◆ The problem: Copy out the material from the line with "Pinpoint blue eyespot." up to and including the line with "399 248 412 260", changing "eyespot" to "eye spot" and leaving everything else as it is.

(Data drawn from a collection)
=-=-=-=-=

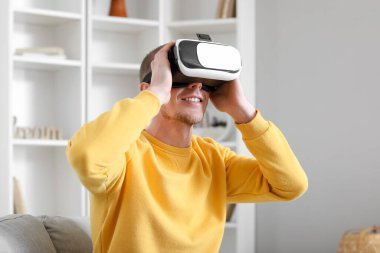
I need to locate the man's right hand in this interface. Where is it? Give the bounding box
[148,42,174,105]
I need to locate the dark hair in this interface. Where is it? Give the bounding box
[140,44,165,82]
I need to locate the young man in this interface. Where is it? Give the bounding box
[67,43,307,253]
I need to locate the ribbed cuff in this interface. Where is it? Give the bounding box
[235,110,269,140]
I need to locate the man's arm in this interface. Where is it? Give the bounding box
[225,112,308,202]
[210,79,308,202]
[66,91,160,193]
[66,43,173,193]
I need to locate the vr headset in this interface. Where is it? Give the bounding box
[143,34,241,91]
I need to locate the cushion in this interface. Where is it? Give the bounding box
[0,214,55,253]
[38,216,92,253]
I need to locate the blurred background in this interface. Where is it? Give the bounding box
[256,0,380,253]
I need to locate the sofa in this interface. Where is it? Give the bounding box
[0,214,92,253]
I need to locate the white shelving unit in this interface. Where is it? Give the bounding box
[0,0,255,253]
[0,0,87,215]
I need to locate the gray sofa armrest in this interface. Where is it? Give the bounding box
[37,216,92,253]
[0,214,56,253]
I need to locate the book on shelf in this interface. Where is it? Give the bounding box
[215,0,236,18]
[226,204,236,222]
[13,177,26,214]
[15,47,66,59]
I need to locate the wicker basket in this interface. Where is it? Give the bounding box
[338,226,380,253]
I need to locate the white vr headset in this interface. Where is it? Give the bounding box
[143,34,241,91]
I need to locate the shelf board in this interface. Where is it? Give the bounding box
[92,16,158,32]
[13,55,81,70]
[13,139,68,147]
[168,18,237,33]
[224,221,237,229]
[14,8,81,26]
[92,63,140,75]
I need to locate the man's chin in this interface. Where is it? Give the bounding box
[177,112,203,126]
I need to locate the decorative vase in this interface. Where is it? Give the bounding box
[109,0,128,17]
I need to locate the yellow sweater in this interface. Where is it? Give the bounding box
[66,91,307,253]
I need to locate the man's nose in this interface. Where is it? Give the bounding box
[187,83,202,90]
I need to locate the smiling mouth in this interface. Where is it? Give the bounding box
[181,97,202,103]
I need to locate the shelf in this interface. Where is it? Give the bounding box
[224,221,237,229]
[92,16,158,32]
[92,63,140,75]
[13,56,81,70]
[13,139,68,147]
[14,8,81,26]
[168,18,237,33]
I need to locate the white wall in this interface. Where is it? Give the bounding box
[256,0,380,253]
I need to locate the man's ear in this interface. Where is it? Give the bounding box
[140,82,150,91]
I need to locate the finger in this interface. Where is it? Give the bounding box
[158,41,175,53]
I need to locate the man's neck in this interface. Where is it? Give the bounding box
[146,115,193,148]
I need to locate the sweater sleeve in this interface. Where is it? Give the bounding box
[66,90,160,193]
[225,111,308,202]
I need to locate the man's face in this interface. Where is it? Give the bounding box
[161,83,209,125]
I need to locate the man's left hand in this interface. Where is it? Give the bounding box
[210,79,256,124]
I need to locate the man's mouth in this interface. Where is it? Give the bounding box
[181,97,202,103]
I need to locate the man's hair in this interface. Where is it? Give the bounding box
[140,44,165,82]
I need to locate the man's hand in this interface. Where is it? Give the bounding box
[210,79,256,124]
[148,42,174,104]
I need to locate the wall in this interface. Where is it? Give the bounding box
[256,0,380,253]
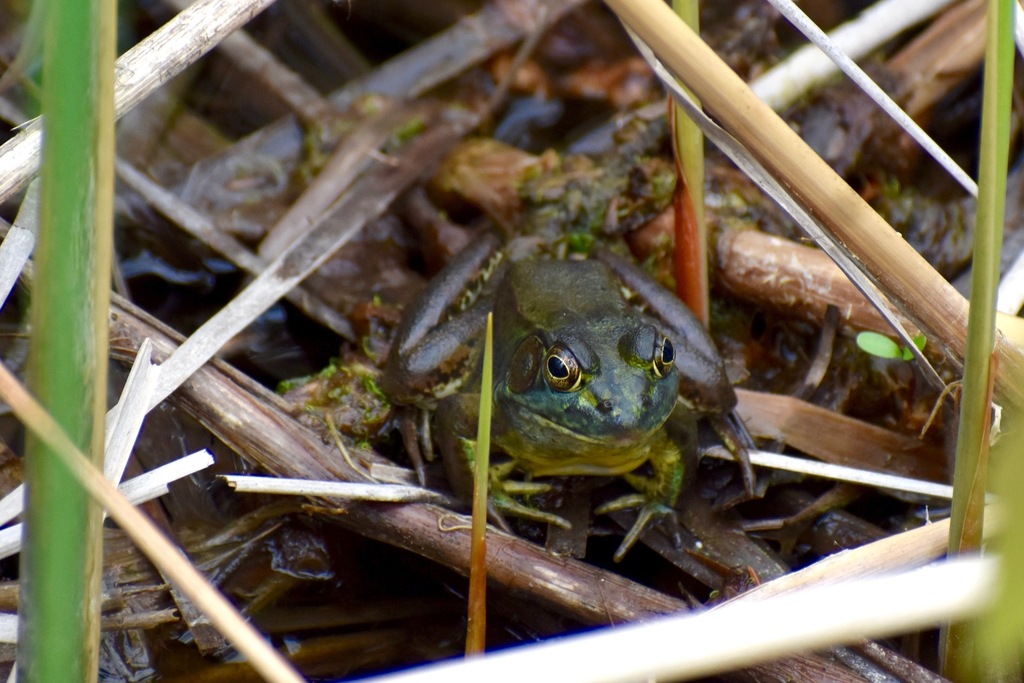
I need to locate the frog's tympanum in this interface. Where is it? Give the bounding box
[384,239,735,559]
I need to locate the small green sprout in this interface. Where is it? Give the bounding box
[857,332,926,360]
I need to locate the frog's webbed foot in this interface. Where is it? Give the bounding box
[398,405,434,486]
[488,462,572,529]
[594,494,679,562]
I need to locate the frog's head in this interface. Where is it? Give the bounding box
[496,312,679,458]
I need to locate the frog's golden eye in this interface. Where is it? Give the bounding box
[544,344,583,391]
[650,337,676,379]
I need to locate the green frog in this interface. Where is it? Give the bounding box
[382,238,736,560]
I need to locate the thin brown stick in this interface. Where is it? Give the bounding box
[606,0,1024,405]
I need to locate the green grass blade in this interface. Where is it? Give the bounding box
[943,0,1014,680]
[18,0,116,682]
[672,0,710,325]
[466,313,494,654]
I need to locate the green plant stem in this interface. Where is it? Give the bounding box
[466,313,494,655]
[18,0,116,682]
[672,0,710,325]
[943,0,1019,680]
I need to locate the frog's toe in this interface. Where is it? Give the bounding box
[493,496,572,529]
[595,494,676,562]
[502,479,551,496]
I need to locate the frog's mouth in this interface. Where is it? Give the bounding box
[499,405,666,476]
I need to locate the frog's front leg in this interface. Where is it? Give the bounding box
[381,236,499,484]
[434,393,570,531]
[594,433,684,562]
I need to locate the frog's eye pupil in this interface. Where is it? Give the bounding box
[544,345,583,391]
[548,355,569,380]
[651,337,676,379]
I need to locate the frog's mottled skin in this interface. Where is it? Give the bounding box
[492,260,679,476]
[383,235,735,558]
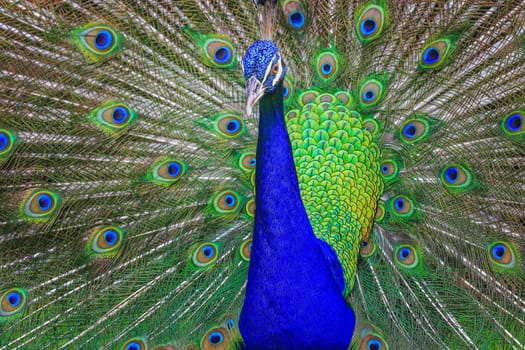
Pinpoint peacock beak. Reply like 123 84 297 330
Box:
246 74 266 115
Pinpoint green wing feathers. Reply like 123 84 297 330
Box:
0 0 525 350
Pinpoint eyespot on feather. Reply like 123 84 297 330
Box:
394 244 419 269
20 189 61 222
71 23 122 62
201 327 230 350
359 333 388 350
182 26 237 69
245 198 255 218
121 337 148 350
399 118 430 144
374 200 386 222
390 195 415 218
281 0 308 33
419 39 454 69
87 226 125 258
315 49 341 83
239 239 252 261
238 152 257 172
215 114 246 138
213 191 240 214
355 4 388 43
191 242 219 268
91 101 136 135
0 288 27 324
148 157 187 185
487 241 519 272
380 159 399 181
439 163 474 192
358 74 386 110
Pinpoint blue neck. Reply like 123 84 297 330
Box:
239 84 355 349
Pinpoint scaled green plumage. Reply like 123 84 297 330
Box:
0 0 525 350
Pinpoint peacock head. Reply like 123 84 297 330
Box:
242 40 286 114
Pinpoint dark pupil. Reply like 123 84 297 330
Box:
427 48 439 62
363 19 376 33
95 33 108 46
226 121 237 131
113 108 125 122
290 12 303 24
215 47 228 61
204 247 213 258
210 335 221 344
38 197 49 208
407 125 416 136
509 116 521 129
106 232 115 244
496 247 505 258
8 295 18 305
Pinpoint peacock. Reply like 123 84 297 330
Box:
0 0 525 350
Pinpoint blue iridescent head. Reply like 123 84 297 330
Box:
242 40 286 114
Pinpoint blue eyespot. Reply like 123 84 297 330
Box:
6 292 22 307
226 119 241 134
226 318 235 331
321 63 334 75
505 113 523 131
363 90 376 102
37 193 53 211
168 162 181 177
111 107 129 125
361 19 377 36
423 46 441 64
104 230 118 246
94 29 113 50
399 248 412 260
224 194 236 207
208 332 224 345
445 167 459 184
491 244 507 260
288 12 304 29
202 245 215 259
126 342 140 350
0 132 9 151
403 123 417 139
394 198 405 211
366 339 383 350
214 46 232 63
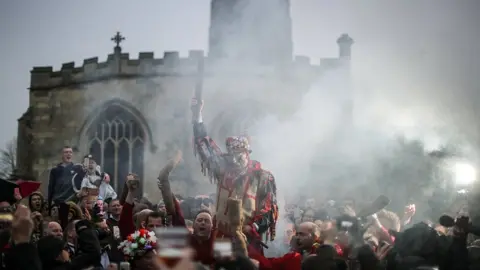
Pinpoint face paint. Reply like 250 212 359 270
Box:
231 152 248 167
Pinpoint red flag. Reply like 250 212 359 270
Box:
15 179 41 198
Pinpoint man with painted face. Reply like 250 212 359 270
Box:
191 99 278 254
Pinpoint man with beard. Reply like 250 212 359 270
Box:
157 152 215 265
28 191 48 216
191 99 278 252
72 155 117 200
249 222 320 270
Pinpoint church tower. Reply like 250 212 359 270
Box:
209 0 293 65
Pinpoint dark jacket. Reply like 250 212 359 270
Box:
7 220 101 270
48 163 83 207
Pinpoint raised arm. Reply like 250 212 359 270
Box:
47 167 57 211
191 99 223 183
157 151 182 216
250 170 278 241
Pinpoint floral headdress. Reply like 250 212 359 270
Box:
118 229 157 260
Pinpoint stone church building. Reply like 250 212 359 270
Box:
17 0 353 199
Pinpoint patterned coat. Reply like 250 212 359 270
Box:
193 123 278 240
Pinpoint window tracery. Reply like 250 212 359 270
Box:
87 104 145 191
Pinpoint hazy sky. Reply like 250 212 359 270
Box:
0 0 480 148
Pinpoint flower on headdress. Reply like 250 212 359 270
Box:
118 229 157 259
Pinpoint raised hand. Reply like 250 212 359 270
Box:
190 98 203 122
127 173 140 191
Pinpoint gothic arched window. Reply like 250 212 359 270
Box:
87 104 145 193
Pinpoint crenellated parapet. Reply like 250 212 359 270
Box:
30 33 352 90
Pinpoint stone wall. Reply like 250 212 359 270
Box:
18 34 352 199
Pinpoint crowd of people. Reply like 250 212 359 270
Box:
0 99 480 270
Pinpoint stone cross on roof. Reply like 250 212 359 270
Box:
111 32 125 47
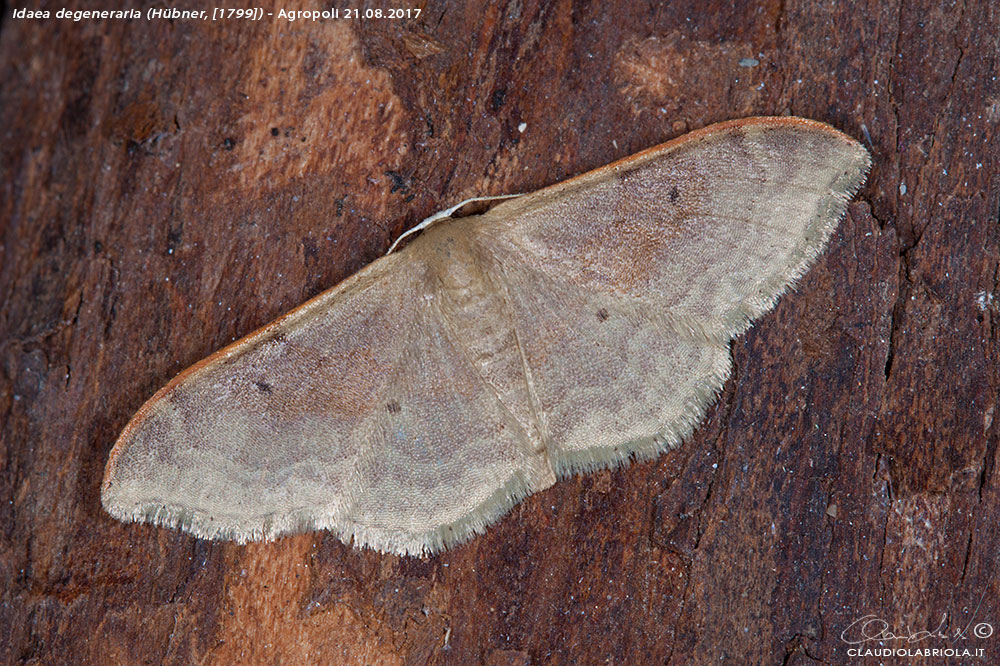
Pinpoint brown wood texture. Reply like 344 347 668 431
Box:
0 0 1000 665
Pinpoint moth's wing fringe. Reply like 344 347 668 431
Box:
102 118 871 556
553 136 871 478
104 474 533 556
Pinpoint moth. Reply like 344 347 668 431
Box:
101 117 871 555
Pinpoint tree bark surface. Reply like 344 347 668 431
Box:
0 0 1000 666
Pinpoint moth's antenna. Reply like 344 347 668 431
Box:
386 194 521 254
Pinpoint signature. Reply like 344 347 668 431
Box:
840 594 993 645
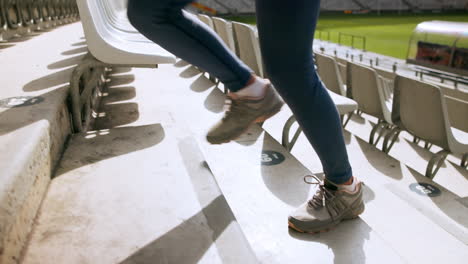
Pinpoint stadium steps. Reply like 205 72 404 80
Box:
23 62 467 263
0 23 84 263
0 23 468 263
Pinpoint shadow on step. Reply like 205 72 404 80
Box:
61 47 88 56
179 66 202 79
47 54 84 70
407 166 468 230
0 86 70 136
190 75 215 93
289 218 372 264
93 103 140 130
23 67 74 92
55 124 165 177
354 136 403 180
120 196 233 264
71 41 87 47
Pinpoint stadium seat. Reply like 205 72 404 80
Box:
232 22 265 77
315 53 346 96
198 14 214 30
77 0 175 67
19 0 34 27
346 62 393 145
281 91 358 151
96 0 153 44
384 76 468 179
99 0 139 34
3 0 21 29
213 17 236 53
0 0 8 33
70 0 176 132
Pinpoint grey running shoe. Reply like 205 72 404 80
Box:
288 176 364 233
206 84 284 144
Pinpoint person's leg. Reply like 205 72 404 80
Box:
128 0 283 144
257 0 364 233
128 0 252 92
257 0 352 184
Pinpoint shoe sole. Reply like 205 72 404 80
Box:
208 103 284 145
288 208 364 234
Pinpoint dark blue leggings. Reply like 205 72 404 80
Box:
128 0 352 184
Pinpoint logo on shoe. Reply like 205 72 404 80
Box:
262 150 286 166
410 182 442 197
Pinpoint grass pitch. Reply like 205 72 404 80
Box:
228 12 468 59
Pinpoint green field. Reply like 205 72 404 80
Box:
229 13 468 59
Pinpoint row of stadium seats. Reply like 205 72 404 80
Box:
0 0 78 40
315 54 468 178
199 0 468 14
71 0 468 178
199 15 468 178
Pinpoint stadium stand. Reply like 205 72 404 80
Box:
0 0 468 264
199 0 468 14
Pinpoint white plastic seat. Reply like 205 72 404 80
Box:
385 76 468 178
346 62 393 145
77 0 176 67
96 0 153 43
315 53 346 96
281 90 358 151
198 14 215 30
213 17 236 53
232 22 265 77
97 0 139 34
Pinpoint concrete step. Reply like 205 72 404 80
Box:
23 62 257 263
197 129 467 263
23 115 257 263
263 102 468 245
162 62 467 263
0 23 87 263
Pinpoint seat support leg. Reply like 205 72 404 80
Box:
382 127 401 154
426 150 449 179
281 116 302 151
460 153 468 168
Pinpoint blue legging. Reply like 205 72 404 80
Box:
128 0 352 184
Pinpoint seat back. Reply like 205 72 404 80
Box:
232 22 264 77
198 14 215 30
346 62 392 123
77 0 175 67
392 76 450 150
213 17 236 53
315 53 346 96
444 96 468 133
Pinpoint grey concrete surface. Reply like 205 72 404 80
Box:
0 24 82 263
16 21 468 263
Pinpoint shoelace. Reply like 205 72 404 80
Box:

=-=-=-=-=

◆ Correct answer:
Pinpoint blue eye spot. Reply like 123 84 297 330
Box:
6 292 22 307
226 119 241 134
226 318 235 331
321 63 334 75
505 113 523 131
363 90 376 102
37 193 53 211
168 162 181 177
111 107 129 125
361 19 377 36
423 46 441 64
104 230 118 246
94 29 113 50
399 248 412 260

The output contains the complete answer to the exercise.